Segment Open

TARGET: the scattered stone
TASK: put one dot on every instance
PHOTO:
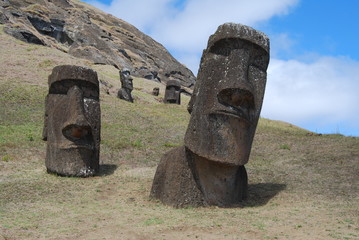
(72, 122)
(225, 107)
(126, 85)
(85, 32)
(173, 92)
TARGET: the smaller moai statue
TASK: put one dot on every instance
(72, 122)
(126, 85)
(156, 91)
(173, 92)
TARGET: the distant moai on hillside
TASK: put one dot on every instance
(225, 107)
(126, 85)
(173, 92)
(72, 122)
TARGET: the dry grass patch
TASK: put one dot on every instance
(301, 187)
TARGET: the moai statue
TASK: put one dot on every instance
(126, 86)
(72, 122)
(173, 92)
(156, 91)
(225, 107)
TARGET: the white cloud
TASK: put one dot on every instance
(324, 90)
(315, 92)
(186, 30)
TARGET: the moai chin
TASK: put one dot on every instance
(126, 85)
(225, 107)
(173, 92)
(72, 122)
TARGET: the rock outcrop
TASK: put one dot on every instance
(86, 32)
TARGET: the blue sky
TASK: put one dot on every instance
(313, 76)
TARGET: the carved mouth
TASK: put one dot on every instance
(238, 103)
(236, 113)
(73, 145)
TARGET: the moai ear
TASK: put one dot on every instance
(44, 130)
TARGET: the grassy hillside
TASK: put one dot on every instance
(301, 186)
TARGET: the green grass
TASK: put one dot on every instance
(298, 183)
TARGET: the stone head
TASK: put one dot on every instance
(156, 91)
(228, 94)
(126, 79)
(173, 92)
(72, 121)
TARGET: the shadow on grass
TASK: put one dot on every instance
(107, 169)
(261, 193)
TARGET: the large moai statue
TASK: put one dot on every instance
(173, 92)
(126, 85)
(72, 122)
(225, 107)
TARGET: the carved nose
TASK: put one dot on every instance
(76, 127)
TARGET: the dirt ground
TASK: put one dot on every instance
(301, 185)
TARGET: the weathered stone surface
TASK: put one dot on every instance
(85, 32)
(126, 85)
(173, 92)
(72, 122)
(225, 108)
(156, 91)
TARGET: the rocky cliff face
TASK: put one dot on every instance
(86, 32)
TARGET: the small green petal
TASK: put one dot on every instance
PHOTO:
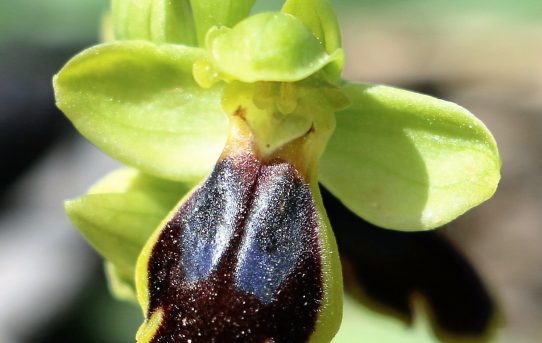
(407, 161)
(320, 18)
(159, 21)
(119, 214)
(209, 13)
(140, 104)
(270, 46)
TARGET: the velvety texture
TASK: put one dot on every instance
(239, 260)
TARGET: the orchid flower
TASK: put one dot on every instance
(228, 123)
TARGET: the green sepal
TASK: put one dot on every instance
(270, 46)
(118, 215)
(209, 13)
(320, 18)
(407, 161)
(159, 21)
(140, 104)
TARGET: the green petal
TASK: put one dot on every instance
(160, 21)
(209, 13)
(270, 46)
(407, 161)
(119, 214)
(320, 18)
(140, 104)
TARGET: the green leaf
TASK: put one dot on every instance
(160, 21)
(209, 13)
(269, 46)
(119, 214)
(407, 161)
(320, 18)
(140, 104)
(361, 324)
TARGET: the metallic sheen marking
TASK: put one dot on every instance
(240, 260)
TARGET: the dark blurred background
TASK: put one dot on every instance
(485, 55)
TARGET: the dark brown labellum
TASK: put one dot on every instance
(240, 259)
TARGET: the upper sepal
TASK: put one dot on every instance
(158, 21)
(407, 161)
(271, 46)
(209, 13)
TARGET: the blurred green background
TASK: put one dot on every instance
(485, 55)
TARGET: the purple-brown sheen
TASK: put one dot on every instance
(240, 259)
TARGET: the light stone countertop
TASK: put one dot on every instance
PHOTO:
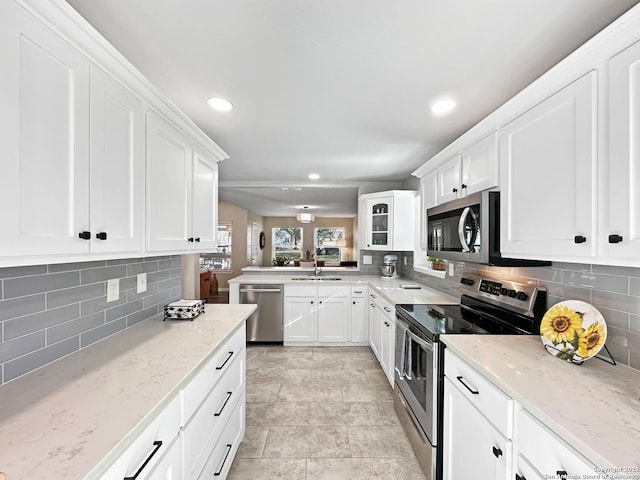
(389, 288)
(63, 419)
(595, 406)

Segment Closed
Segment Open

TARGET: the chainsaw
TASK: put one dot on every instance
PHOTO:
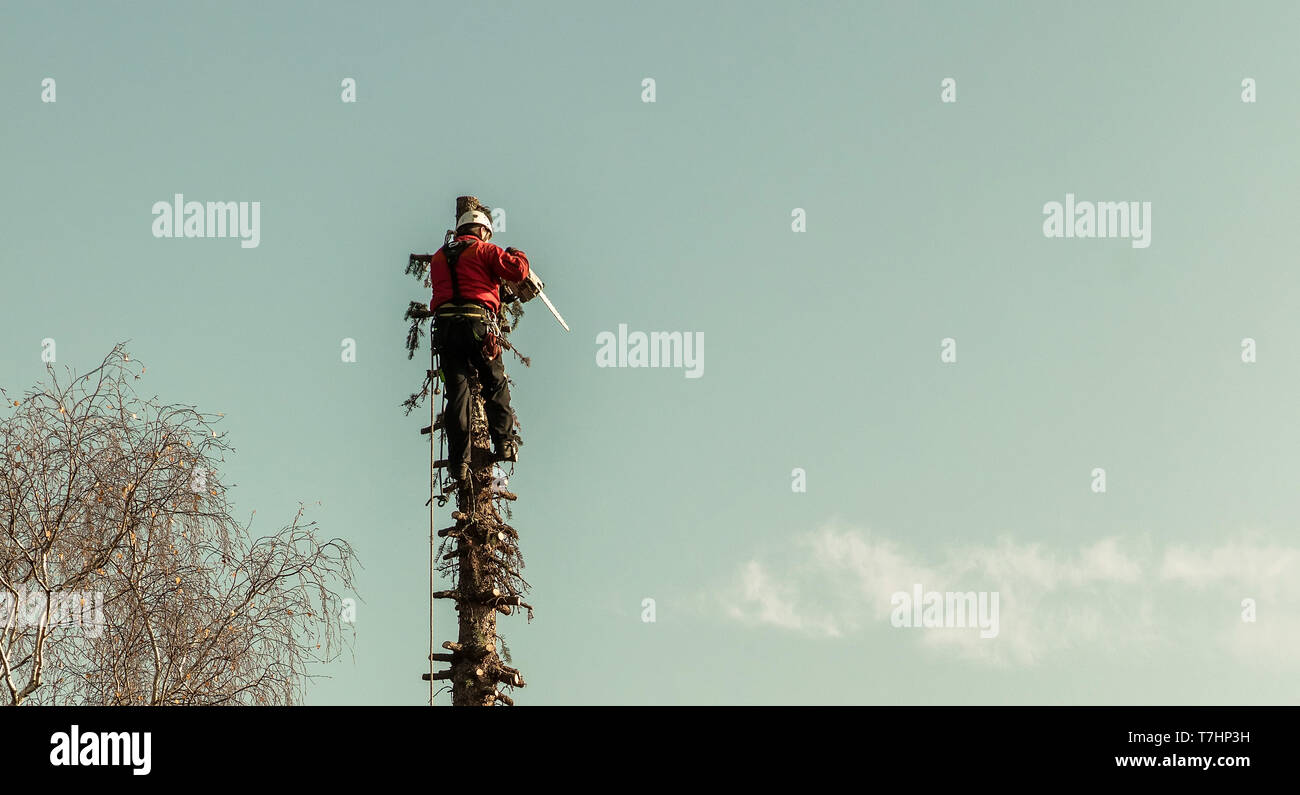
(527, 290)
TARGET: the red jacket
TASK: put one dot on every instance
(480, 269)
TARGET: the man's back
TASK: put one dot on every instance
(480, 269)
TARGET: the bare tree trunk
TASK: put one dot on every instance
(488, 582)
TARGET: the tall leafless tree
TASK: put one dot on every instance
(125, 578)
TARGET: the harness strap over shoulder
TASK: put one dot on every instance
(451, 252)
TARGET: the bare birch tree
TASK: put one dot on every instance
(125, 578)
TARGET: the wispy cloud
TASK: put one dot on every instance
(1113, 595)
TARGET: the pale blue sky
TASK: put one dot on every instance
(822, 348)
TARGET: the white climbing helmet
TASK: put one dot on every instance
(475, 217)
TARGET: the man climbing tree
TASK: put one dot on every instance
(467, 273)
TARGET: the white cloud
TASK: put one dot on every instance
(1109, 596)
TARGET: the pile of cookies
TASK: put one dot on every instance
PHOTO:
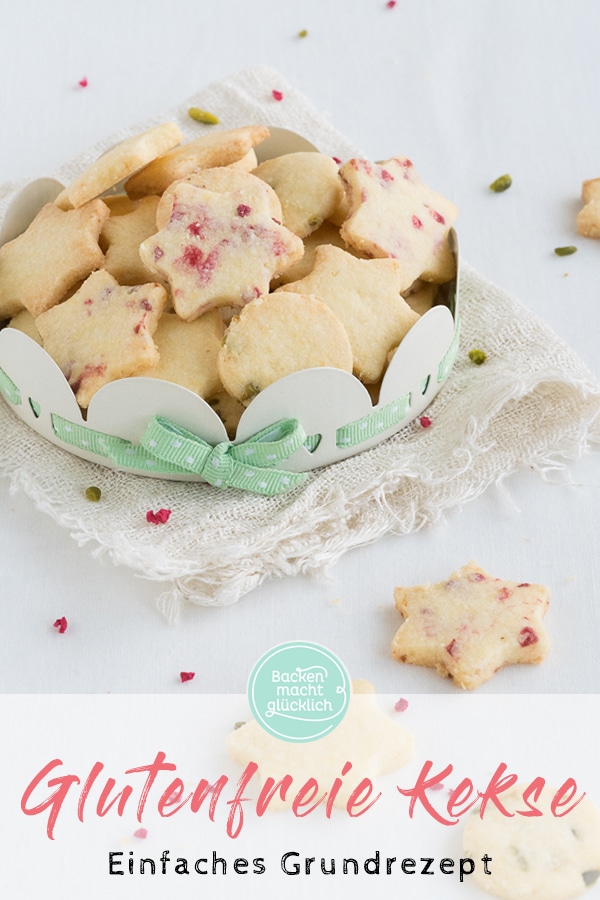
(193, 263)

Segment Closed
Segment Open

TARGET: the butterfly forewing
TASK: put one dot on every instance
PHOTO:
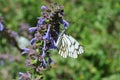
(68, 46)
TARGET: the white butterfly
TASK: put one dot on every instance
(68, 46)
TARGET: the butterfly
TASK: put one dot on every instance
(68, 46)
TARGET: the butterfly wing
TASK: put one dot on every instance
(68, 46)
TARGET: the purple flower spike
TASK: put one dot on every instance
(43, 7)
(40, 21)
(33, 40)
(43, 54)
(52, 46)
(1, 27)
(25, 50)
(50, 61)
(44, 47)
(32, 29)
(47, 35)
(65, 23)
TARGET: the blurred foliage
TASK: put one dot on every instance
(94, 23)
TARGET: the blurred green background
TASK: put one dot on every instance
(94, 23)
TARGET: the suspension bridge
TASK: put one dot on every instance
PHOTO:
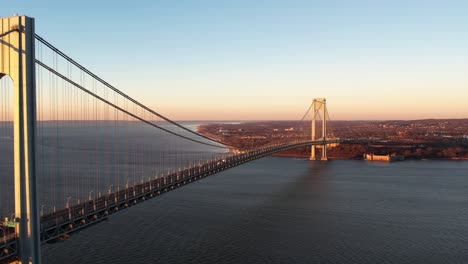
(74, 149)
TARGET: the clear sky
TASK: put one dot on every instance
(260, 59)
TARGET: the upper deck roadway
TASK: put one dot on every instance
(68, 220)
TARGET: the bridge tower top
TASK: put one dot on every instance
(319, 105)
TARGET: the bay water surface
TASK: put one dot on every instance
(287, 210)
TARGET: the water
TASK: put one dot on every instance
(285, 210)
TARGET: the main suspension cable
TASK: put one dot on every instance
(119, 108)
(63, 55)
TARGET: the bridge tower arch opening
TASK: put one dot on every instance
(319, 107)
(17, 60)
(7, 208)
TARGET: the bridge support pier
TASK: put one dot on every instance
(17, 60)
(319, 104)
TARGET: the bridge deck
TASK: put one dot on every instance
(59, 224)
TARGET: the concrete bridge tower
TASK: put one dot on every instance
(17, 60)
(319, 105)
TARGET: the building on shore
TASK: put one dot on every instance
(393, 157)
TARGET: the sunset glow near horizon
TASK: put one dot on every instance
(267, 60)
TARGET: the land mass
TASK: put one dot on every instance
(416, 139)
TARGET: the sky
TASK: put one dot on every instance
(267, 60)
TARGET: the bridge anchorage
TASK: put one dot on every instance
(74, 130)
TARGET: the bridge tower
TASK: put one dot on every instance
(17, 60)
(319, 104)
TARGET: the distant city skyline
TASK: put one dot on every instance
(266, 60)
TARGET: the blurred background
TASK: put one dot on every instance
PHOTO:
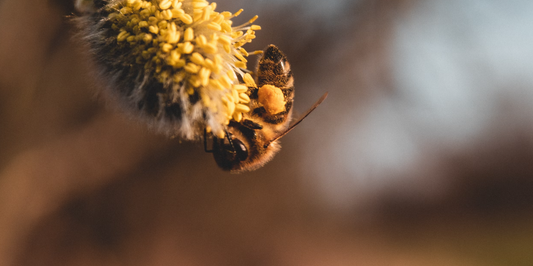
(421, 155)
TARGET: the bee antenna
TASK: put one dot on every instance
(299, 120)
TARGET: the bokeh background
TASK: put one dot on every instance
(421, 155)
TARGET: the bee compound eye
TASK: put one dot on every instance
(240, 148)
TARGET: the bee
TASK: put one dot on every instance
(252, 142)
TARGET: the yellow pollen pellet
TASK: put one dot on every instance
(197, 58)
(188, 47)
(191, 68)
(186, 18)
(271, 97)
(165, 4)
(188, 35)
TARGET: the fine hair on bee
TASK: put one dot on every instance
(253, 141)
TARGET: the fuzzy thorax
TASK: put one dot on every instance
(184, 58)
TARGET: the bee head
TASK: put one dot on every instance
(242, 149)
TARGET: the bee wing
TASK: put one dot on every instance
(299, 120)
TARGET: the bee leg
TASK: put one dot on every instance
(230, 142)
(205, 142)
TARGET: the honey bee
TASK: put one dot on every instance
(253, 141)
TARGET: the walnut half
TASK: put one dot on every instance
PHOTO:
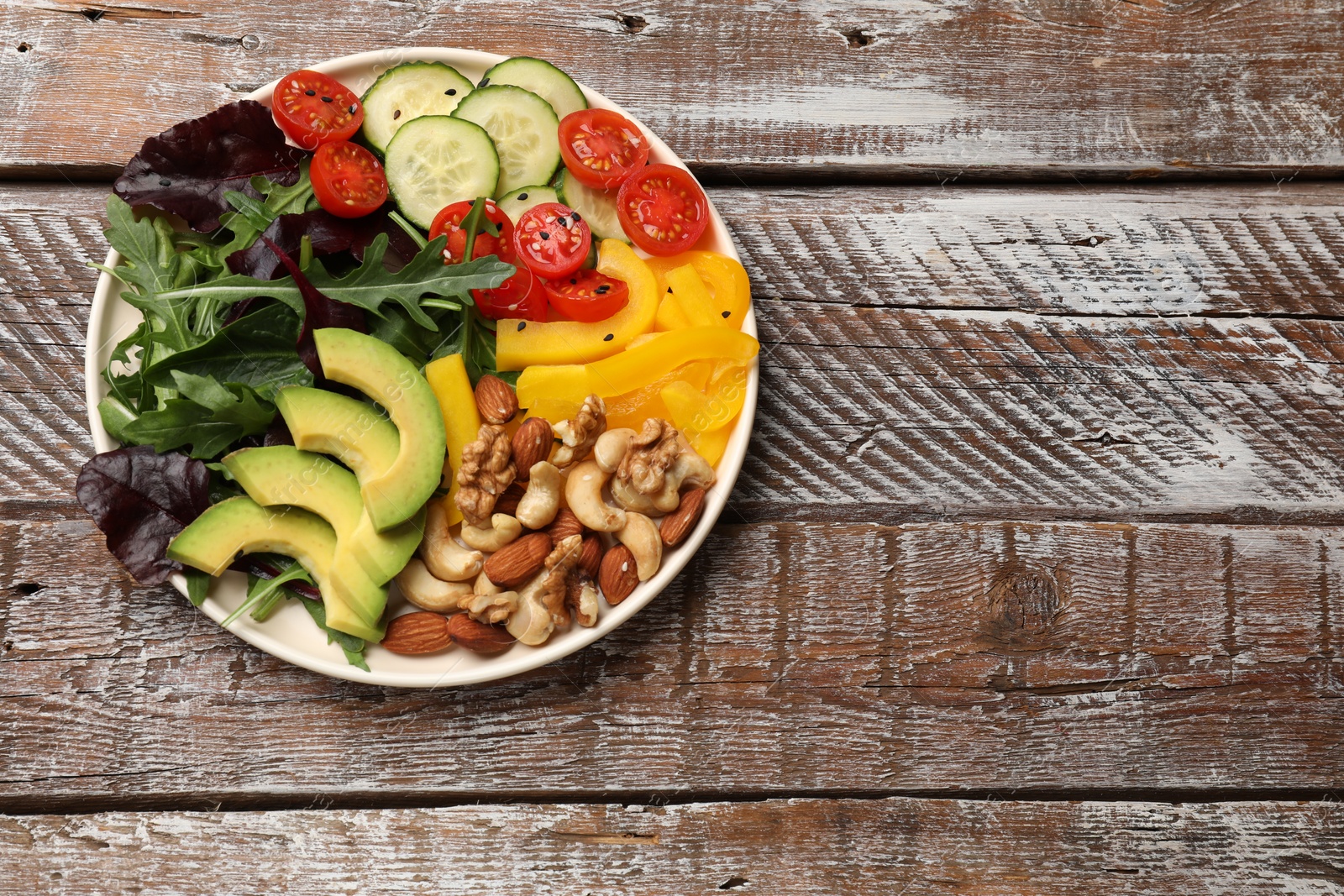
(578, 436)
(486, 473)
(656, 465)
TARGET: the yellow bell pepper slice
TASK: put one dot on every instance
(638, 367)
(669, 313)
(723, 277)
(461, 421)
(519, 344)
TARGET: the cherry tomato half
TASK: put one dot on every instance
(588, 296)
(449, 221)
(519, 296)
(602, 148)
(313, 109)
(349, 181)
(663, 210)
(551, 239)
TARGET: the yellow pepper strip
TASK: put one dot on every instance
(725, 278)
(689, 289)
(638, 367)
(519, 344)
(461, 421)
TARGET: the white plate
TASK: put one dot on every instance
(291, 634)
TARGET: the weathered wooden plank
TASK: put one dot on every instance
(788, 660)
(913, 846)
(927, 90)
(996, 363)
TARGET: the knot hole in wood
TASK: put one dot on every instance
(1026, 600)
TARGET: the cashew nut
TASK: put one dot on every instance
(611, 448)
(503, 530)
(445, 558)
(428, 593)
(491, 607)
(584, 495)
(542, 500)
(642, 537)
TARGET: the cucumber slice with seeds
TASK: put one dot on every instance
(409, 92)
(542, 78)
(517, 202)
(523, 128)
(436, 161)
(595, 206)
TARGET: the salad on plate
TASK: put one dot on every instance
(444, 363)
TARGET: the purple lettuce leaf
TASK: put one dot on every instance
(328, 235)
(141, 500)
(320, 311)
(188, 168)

Segment Closed

Above, find the line holding "TARGET: the scattered stone" and the line holding "TARGET: the distant moai on hillside". Print exactly those two lines and every line between them, but no pictures.

TARGET: the scattered stone
TASK: put one dot on every instance
PHOTO:
(72, 122)
(225, 107)
(126, 85)
(85, 32)
(173, 92)
TARGET: the smaller moai statue
TASK: put one dot on every instance
(72, 122)
(126, 85)
(156, 91)
(173, 92)
TARGET: the distant moai on hillside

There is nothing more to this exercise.